Exercises:
(1) In the profile of Andrés Sepúlveda Jiménez below, which two universities jointly offered his Master's degree in Criminal Law?
(2) Please list every topic that the profile of Andrés Sepúlveda Jiménez says he has expressed views on in public interventions and media appearances.

Source extract:

****

Andrés Sepúlveda Jiménez is a Chilean lawyer whose professional practice has focused on criminal law, including economic crimes and litigation. He has also participated in academic activities.

Sepúlveda holds a Law degree and Licentiate in Legal and Social Sciences from the University of Chile. He also completed a Master’s degree in Criminal Law, jointly offered by the University of Talca and the Pompeu Fabra University in Barcelona, Spain.

In public interventions and media appearances, Sepúlveda has expressed views on the application of criminal law, legality, due process, and institutional reform. He has also participated in discussions on other current-affairs topics.

==Professional career==
=== La Polar case ===
Sepúlveda participated as a lawyer in proceedings related to the La Polar case. His professional profile also identifies his practice with economic criminal law and related areas.

****

Information supplied:

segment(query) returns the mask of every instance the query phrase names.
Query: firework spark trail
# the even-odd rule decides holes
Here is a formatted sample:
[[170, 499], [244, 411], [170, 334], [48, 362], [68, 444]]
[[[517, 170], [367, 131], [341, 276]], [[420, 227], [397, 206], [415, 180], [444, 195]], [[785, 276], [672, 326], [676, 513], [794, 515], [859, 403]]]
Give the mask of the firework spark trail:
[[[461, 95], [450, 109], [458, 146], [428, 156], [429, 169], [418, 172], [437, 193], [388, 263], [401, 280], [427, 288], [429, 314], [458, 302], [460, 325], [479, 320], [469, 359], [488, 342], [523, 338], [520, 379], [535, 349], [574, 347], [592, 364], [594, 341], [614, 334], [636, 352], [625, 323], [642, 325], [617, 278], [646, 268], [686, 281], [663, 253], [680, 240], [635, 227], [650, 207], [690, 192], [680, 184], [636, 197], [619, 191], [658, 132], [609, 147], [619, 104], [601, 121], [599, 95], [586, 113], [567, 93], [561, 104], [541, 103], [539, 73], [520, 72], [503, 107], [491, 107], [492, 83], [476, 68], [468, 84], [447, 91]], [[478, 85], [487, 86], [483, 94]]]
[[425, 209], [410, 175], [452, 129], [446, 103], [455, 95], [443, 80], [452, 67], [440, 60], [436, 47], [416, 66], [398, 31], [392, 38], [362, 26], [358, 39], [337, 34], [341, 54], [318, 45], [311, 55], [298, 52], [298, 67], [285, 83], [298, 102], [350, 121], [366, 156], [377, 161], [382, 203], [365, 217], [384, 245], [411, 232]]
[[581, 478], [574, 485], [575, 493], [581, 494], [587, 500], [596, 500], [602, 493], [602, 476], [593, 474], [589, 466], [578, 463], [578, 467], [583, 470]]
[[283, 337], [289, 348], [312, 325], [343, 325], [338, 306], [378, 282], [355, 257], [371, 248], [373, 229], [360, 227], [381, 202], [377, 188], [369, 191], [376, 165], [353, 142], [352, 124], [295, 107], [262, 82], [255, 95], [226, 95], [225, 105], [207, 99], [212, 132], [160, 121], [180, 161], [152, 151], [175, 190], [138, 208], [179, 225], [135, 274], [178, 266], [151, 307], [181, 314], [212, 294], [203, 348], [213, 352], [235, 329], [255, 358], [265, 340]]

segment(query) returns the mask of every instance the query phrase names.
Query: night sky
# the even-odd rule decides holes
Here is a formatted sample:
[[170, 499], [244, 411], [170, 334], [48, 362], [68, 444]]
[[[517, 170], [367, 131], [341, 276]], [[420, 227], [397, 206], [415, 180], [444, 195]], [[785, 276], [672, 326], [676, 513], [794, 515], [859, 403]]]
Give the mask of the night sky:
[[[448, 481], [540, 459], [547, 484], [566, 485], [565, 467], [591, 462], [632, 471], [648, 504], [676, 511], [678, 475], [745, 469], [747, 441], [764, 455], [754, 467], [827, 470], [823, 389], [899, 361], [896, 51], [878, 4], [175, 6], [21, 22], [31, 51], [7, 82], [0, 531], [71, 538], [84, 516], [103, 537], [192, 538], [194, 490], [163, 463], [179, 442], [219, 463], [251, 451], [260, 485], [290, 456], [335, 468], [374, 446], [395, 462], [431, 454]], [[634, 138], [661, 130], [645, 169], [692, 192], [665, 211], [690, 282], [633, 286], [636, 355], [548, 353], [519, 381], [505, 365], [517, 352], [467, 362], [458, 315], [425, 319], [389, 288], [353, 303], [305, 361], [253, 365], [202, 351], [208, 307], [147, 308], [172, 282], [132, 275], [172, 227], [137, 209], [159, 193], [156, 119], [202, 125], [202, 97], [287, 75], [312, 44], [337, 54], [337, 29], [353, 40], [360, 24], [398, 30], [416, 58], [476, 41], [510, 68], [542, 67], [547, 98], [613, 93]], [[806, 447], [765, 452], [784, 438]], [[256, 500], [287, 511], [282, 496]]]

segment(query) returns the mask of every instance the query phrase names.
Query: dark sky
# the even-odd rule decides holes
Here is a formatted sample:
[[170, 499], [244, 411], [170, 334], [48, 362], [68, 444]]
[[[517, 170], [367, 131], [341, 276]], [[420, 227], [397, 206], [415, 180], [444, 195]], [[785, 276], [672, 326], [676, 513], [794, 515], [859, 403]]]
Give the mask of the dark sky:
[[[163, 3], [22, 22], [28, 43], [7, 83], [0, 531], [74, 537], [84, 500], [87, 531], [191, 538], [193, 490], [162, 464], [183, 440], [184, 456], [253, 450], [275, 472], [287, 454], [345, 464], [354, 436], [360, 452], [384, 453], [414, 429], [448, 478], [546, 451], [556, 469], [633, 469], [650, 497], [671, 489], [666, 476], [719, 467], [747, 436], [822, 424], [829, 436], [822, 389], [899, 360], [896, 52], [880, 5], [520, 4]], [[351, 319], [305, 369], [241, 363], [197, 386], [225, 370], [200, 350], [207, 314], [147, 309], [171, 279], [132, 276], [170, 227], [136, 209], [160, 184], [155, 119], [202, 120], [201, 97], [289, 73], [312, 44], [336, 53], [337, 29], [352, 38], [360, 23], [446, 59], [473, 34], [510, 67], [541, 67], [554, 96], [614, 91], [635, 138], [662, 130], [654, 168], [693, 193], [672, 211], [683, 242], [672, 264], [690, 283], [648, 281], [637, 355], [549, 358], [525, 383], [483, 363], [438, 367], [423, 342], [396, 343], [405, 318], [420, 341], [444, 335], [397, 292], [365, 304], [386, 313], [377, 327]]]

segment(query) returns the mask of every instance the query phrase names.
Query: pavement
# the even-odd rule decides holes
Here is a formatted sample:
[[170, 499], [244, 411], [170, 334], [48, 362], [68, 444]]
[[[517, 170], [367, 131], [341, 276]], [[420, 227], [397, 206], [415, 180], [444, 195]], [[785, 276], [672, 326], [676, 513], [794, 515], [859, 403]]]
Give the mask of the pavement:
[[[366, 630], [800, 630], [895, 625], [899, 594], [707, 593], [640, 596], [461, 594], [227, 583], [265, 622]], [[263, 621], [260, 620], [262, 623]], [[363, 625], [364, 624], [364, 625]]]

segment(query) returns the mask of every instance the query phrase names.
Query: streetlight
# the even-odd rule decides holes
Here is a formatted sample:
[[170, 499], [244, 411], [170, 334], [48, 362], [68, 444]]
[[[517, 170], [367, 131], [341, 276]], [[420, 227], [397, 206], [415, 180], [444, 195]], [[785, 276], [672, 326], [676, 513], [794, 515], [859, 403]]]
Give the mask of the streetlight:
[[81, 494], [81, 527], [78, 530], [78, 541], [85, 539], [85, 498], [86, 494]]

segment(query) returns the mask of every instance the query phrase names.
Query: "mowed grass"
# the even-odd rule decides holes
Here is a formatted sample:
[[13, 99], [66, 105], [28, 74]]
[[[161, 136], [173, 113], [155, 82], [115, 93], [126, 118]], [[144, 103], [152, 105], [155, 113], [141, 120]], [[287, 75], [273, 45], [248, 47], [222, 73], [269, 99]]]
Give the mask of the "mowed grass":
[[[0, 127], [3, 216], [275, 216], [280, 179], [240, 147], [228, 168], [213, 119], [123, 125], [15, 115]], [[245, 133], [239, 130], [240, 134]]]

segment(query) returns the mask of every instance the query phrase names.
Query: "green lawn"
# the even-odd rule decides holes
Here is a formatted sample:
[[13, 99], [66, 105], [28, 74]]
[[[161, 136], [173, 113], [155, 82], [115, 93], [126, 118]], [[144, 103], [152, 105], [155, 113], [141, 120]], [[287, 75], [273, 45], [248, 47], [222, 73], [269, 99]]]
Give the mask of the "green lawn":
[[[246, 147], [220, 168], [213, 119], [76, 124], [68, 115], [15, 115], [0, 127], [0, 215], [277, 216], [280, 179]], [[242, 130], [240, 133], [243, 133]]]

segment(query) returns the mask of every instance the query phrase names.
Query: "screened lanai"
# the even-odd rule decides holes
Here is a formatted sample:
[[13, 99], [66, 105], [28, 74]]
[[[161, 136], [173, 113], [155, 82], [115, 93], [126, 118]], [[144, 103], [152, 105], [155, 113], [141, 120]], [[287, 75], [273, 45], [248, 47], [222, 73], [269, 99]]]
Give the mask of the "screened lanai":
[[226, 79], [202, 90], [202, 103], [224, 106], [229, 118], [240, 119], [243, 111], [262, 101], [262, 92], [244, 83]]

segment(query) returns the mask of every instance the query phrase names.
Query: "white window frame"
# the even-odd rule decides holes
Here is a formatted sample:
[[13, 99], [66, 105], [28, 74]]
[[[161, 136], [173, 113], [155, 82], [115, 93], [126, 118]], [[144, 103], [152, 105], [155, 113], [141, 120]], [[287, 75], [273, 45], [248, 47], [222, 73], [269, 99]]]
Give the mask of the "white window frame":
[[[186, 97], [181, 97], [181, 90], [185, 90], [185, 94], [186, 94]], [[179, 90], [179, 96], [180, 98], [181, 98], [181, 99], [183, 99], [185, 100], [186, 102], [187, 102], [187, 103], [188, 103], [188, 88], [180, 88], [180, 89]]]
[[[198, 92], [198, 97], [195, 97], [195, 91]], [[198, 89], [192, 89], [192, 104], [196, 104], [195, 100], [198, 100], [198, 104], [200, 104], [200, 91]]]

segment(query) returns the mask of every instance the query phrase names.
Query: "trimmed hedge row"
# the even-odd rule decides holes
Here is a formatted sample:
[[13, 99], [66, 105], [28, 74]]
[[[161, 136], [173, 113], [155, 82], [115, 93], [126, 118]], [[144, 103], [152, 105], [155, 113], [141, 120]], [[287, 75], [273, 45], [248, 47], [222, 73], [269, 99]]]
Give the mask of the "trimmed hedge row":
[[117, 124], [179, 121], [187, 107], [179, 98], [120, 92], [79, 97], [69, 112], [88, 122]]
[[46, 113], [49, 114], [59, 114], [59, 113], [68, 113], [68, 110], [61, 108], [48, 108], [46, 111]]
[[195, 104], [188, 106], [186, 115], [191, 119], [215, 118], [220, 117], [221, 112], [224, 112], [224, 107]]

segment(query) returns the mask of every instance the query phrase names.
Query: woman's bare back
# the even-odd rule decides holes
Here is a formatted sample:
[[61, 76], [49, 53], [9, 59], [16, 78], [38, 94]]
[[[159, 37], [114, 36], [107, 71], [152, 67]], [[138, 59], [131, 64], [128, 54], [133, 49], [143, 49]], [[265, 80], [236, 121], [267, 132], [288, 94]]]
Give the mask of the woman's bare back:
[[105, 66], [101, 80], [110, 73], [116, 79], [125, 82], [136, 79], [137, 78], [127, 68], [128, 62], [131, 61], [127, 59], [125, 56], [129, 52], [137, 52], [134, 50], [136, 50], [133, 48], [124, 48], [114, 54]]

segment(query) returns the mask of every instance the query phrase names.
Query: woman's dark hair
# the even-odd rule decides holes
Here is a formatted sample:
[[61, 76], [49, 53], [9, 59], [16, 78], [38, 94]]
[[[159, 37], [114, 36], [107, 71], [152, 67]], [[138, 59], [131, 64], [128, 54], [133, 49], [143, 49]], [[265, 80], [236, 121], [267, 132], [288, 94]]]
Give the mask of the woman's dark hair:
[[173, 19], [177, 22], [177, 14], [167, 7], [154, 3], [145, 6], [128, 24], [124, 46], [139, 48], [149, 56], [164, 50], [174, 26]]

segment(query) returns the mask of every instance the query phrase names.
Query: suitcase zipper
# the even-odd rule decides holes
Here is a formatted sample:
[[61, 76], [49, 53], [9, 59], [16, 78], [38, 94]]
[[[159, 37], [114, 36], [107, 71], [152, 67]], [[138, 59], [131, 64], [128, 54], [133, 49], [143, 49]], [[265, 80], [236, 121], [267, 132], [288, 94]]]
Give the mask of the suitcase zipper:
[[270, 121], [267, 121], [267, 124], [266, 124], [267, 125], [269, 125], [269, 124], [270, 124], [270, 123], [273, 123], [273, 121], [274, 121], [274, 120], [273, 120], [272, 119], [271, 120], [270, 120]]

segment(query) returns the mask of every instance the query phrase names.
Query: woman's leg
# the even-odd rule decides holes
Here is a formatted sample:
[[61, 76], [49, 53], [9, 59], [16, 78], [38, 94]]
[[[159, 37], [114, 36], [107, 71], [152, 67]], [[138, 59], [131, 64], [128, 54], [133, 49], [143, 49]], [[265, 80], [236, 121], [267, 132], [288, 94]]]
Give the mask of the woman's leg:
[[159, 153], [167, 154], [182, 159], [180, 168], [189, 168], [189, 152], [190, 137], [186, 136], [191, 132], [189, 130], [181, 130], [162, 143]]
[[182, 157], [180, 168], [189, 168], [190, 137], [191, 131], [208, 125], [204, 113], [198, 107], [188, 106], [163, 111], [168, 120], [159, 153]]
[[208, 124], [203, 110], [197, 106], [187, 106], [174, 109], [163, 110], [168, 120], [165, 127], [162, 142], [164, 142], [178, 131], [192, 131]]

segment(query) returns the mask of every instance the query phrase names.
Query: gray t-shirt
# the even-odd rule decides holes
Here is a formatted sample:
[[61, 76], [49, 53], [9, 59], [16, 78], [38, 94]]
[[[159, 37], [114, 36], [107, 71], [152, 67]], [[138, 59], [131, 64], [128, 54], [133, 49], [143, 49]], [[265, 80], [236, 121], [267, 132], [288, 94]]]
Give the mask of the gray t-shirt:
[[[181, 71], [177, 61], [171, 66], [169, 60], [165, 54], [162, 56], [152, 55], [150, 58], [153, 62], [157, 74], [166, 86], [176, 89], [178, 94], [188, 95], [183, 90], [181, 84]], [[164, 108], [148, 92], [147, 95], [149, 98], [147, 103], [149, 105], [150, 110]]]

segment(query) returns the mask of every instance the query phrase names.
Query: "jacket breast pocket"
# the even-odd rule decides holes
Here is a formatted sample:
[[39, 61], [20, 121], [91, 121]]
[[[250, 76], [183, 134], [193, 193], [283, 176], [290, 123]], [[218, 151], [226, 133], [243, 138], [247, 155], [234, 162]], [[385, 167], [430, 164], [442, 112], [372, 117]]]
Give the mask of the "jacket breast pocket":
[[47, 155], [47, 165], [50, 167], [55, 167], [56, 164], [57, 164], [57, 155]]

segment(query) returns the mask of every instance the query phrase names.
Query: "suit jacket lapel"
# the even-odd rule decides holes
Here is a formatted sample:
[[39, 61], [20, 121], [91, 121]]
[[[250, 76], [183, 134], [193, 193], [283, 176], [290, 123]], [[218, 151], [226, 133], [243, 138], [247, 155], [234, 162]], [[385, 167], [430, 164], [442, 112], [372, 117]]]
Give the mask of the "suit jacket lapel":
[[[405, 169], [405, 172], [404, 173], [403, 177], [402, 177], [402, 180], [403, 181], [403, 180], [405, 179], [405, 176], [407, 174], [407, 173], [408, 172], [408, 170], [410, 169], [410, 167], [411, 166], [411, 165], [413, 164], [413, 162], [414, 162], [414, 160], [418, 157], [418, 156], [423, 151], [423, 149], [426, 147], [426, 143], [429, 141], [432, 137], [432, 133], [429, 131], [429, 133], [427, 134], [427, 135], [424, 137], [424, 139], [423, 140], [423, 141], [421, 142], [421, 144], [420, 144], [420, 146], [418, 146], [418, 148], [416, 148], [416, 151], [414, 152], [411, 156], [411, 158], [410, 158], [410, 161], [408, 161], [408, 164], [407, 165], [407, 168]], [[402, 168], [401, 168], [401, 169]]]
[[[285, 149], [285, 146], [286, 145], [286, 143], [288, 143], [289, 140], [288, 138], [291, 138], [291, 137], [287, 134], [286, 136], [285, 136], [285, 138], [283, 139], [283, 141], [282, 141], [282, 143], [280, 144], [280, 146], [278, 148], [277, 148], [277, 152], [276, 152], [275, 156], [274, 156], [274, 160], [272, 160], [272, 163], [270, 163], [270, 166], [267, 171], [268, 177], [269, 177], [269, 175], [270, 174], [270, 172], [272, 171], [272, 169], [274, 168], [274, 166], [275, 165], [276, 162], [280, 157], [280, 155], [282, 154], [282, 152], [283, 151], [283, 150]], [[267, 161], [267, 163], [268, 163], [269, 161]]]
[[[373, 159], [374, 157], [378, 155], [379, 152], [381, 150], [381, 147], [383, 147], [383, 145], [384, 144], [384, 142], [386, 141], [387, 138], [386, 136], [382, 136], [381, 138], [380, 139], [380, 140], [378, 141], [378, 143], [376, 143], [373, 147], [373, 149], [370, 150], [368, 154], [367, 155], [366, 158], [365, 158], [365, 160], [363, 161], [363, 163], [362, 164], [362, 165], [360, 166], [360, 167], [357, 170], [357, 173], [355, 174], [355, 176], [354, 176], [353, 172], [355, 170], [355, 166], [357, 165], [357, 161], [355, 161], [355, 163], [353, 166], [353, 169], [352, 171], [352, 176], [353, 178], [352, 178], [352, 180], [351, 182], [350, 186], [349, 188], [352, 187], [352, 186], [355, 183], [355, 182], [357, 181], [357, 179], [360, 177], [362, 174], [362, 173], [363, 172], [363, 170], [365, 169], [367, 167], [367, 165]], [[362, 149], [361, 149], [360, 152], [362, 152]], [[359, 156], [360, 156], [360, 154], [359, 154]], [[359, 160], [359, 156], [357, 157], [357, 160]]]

****

Per-task outputs:
(1) The University of Talca and the Pompeu Fabra University in Barcelona, Spain.

(2)
- The application of criminal law
- Legality
- Due process
- Institutional reform